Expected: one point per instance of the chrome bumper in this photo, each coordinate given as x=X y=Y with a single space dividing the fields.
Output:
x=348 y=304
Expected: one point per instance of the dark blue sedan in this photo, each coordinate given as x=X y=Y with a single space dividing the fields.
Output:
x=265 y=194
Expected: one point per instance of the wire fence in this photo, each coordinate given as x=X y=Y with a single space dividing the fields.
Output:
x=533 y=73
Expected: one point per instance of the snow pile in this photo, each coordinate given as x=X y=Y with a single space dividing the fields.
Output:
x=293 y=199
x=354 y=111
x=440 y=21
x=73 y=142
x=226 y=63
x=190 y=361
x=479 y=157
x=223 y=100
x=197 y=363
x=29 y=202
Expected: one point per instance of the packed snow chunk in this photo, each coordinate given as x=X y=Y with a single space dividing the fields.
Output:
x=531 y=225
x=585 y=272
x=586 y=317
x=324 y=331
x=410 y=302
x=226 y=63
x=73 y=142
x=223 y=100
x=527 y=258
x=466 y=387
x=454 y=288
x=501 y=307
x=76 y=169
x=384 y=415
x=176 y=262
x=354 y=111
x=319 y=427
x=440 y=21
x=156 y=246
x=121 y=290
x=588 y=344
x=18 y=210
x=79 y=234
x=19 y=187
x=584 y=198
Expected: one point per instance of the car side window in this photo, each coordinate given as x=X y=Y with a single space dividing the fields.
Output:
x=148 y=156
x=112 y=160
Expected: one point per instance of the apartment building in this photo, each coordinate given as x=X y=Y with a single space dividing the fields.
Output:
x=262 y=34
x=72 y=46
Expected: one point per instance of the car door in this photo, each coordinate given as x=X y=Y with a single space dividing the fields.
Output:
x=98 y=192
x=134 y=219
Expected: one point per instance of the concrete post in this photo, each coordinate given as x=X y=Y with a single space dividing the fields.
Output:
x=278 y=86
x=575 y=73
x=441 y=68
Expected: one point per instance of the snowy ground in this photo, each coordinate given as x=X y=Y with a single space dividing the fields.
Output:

☆ ☆ ☆ ☆

§ **Requirements**
Output every line of the data above verbatim, preserving the original order, spacing, and punctuation.

§ **Full output**
Expected: one point per instance of the chrome bumper in this photo, each coordinate given as x=X y=Y with a single space dividing the fields.
Output:
x=348 y=304
Expected: one point per instance of the dark blue sedan in this photo, each coordinate given as x=X y=Y with a single space dividing the fields.
Output:
x=265 y=194
Expected: one point per instance of the wire fence in this photo, each coordinate given as x=X y=Y with a single space dividing the fields.
Output:
x=533 y=73
Expected: one point per instance of the snow pile in this photo, each coordinate given as x=X y=Y with a single space dividing the fields.
Output:
x=293 y=199
x=354 y=111
x=440 y=21
x=73 y=142
x=226 y=63
x=190 y=361
x=479 y=157
x=223 y=100
x=197 y=363
x=29 y=202
Expected: one point per instance of the packed snow chunk in this photo, each coordinate given as x=X y=Y with a single space dividing the fields.
Output:
x=531 y=225
x=585 y=272
x=586 y=317
x=324 y=331
x=410 y=302
x=226 y=63
x=73 y=142
x=223 y=100
x=527 y=258
x=466 y=387
x=454 y=288
x=501 y=307
x=76 y=169
x=384 y=415
x=176 y=262
x=354 y=111
x=319 y=427
x=440 y=21
x=156 y=246
x=121 y=290
x=588 y=344
x=18 y=210
x=79 y=234
x=19 y=187
x=584 y=198
Expected: one point per instance of the car side window in this photo, each coordinate given as x=X y=Y with a single space dividing the fields.
Output:
x=148 y=156
x=112 y=160
Expected: one point per instance of the apartment building in this photo, each coordinate given as x=X y=Y with a single space dividing the fields.
Output:
x=262 y=34
x=72 y=46
Expected: one point per instance of the car door in this photo, each coordinate given as x=X y=Y with a single space dividing the fields.
Output:
x=98 y=192
x=134 y=219
Expected: one point per instance of the concrete post in this photo, each coordinate given as x=X y=Y with a single space dividing the fields.
Output:
x=278 y=86
x=575 y=73
x=441 y=68
Expected: one point per instance of the snowy ground in this photo, each coordinate given as x=X y=Y with a single space dividing the fields.
Output:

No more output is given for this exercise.